Stored data entries>

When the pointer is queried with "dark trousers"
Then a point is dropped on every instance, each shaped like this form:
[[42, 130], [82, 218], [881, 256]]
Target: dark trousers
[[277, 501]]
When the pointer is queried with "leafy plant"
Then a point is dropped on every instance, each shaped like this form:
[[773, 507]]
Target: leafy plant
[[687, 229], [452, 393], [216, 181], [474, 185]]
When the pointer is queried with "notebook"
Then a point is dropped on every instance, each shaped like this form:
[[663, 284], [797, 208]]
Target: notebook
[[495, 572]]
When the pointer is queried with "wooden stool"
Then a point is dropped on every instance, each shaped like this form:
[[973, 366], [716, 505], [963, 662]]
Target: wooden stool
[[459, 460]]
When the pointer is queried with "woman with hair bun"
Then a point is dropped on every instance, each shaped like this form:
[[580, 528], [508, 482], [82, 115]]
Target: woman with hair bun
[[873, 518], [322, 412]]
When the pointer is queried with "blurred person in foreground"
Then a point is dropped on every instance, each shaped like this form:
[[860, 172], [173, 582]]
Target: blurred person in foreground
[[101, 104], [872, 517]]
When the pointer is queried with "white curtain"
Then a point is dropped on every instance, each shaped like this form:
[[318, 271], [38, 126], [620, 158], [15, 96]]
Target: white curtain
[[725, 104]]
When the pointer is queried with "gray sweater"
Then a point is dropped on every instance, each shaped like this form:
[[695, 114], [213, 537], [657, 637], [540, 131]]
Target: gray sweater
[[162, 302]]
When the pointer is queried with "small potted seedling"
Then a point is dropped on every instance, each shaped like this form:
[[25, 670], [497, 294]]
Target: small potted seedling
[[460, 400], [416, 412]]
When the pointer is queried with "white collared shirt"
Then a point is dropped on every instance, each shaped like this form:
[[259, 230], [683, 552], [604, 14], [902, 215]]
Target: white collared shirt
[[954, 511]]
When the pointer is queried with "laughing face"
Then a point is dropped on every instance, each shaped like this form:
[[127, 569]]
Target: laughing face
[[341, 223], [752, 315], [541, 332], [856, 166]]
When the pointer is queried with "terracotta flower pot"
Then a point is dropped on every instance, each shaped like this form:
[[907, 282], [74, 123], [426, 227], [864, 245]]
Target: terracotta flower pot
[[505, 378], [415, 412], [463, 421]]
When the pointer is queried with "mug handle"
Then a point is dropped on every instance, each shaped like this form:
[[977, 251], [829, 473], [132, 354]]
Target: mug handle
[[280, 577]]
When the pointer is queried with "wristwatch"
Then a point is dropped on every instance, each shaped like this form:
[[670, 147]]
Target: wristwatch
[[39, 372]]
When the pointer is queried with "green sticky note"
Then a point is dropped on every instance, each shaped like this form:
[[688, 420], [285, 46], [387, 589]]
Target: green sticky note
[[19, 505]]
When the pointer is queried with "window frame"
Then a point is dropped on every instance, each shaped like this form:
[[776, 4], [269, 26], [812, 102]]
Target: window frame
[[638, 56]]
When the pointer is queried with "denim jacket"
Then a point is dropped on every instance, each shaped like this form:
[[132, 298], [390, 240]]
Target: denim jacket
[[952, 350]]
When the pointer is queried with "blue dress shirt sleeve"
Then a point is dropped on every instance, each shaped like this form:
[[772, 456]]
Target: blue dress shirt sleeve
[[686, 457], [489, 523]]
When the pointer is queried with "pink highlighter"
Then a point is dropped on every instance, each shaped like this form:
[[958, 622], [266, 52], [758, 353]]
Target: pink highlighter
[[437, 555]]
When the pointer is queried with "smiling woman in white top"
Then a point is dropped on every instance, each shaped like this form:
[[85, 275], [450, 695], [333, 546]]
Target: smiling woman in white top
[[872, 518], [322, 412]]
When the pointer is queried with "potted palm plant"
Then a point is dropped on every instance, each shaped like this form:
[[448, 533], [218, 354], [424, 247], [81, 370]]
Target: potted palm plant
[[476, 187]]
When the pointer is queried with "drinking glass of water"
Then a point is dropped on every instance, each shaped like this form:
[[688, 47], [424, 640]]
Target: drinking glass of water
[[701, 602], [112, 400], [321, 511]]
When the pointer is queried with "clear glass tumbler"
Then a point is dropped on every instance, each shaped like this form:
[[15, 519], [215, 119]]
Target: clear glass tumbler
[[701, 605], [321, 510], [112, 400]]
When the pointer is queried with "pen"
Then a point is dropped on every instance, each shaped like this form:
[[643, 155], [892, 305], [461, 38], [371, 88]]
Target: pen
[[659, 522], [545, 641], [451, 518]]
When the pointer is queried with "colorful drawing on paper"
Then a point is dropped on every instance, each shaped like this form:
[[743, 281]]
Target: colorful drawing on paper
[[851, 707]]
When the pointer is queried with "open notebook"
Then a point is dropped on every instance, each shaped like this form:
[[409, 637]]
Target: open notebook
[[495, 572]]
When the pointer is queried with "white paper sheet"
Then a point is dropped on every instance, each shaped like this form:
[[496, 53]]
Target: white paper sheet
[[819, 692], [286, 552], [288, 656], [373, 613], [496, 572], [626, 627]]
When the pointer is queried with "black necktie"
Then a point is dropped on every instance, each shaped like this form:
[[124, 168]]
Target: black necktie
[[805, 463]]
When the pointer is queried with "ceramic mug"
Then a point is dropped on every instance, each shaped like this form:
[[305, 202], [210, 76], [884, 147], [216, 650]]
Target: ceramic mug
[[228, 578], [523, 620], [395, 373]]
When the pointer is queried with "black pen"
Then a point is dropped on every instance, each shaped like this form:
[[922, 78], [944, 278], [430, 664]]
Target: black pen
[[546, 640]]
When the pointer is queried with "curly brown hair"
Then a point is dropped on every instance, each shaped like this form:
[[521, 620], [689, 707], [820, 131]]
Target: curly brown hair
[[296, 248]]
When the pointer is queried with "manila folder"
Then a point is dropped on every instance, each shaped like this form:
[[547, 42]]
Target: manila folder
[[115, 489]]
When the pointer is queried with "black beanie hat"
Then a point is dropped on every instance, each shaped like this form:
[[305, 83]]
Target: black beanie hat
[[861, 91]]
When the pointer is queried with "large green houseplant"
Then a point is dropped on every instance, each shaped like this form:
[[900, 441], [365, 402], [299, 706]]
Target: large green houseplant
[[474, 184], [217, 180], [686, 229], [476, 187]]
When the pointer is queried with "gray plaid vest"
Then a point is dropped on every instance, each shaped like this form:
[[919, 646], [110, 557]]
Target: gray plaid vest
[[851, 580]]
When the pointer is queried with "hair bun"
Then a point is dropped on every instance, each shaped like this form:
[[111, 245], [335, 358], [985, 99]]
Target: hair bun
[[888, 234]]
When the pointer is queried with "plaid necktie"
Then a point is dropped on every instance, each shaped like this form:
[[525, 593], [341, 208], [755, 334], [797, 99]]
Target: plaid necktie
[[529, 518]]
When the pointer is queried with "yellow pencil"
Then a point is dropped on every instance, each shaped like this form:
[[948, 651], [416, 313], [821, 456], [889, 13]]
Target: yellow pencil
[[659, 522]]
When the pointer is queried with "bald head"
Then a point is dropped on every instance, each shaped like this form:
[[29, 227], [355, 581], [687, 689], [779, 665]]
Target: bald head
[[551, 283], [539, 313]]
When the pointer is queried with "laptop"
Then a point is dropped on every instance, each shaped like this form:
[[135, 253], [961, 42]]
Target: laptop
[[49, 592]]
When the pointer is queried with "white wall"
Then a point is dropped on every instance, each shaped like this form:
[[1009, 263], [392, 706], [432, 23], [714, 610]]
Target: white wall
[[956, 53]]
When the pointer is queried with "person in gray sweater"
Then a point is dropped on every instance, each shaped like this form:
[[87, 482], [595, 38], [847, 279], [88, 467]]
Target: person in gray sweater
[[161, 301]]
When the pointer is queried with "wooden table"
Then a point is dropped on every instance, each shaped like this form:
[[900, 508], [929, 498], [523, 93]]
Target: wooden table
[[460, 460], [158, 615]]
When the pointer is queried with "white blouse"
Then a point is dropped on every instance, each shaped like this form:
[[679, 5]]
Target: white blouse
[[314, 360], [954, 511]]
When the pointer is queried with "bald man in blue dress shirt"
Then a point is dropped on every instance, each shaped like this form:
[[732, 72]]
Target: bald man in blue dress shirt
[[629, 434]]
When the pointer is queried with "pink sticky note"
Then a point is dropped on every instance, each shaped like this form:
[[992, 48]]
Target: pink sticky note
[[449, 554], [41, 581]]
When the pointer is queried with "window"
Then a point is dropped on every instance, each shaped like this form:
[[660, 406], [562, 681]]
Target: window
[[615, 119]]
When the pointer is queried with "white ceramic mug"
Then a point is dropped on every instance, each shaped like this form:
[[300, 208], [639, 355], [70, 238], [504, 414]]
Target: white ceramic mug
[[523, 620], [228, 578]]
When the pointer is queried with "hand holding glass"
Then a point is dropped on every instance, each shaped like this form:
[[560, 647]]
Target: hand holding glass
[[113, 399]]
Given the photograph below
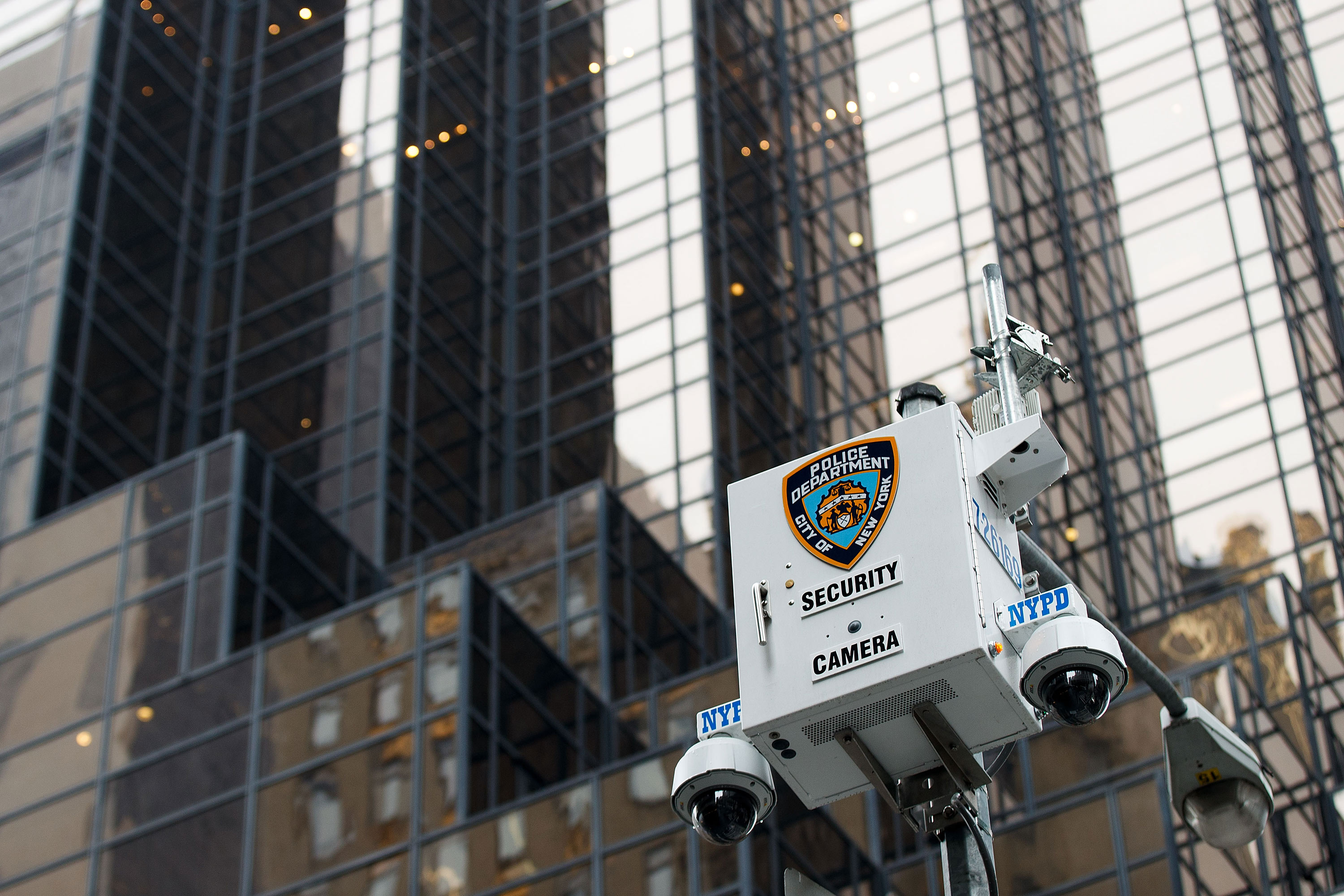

Work request> Once you reach the line with "Target: laughing face" in the data above, copy it and every line after it exactly, up to and including the line with "[[977, 251], [829, 473], [132, 354]]".

Your response>
Target: laughing face
[[341, 223], [752, 315], [541, 332], [856, 166]]
When the pointer is queried with "terracotta flower pot"
Then a point is dropped on every instance, each shaped like this form:
[[907, 282], [74, 123], [426, 227], [864, 245]]
Target: terracotta flower pot
[[505, 378], [415, 412], [463, 421]]
When the pointer is queried with "mug handle"
Then a point is dropped on every instance, each shaped like this form:
[[977, 251], [829, 473], [132, 354]]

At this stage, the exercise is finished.